● **RECORDS FOR THE TASK**:
"""

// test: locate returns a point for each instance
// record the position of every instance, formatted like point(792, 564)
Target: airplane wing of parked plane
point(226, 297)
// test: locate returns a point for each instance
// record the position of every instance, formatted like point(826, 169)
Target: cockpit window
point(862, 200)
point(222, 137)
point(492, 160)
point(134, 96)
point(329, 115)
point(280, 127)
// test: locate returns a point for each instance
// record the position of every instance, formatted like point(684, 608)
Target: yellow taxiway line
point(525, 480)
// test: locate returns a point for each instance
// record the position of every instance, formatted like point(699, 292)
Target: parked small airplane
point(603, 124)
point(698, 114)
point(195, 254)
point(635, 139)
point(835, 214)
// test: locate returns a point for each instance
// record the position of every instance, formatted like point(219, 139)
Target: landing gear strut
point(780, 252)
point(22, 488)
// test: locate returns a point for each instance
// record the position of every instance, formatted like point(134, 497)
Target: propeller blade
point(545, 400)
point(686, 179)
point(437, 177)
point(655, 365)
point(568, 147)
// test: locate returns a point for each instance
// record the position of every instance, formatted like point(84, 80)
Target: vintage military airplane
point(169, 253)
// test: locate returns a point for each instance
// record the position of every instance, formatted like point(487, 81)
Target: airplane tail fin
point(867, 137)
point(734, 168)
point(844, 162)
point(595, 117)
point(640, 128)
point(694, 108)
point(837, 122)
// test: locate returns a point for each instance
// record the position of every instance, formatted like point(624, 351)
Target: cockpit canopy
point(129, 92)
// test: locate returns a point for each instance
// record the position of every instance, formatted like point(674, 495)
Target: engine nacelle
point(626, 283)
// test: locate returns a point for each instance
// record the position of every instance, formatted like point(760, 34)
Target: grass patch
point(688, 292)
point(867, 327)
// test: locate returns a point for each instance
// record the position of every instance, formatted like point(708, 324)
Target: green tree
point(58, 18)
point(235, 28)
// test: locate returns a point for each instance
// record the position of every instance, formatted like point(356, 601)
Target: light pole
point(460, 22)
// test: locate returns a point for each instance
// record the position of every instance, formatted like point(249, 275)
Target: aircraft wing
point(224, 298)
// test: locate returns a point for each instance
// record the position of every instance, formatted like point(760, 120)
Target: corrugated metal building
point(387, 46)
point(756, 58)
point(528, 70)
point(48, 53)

"""

● **PROBLEM REQUIREMENTS**: Revise the material from its first line through the line with "point(280, 127)", replacing "cockpit window" with "flight deck window" and leaving everything else unchanged. Return only those lines.

● **EXERCISE ANSWER**:
// test: locate returns a point for each instance
// record the position of every instance, formatted like point(792, 564)
Target: airplane wing of parked plane
point(226, 297)
// test: locate returns a point for each instance
// record the position of every instance, formatted like point(826, 169)
Target: flight deck window
point(862, 200)
point(222, 137)
point(492, 160)
point(134, 96)
point(329, 115)
point(280, 127)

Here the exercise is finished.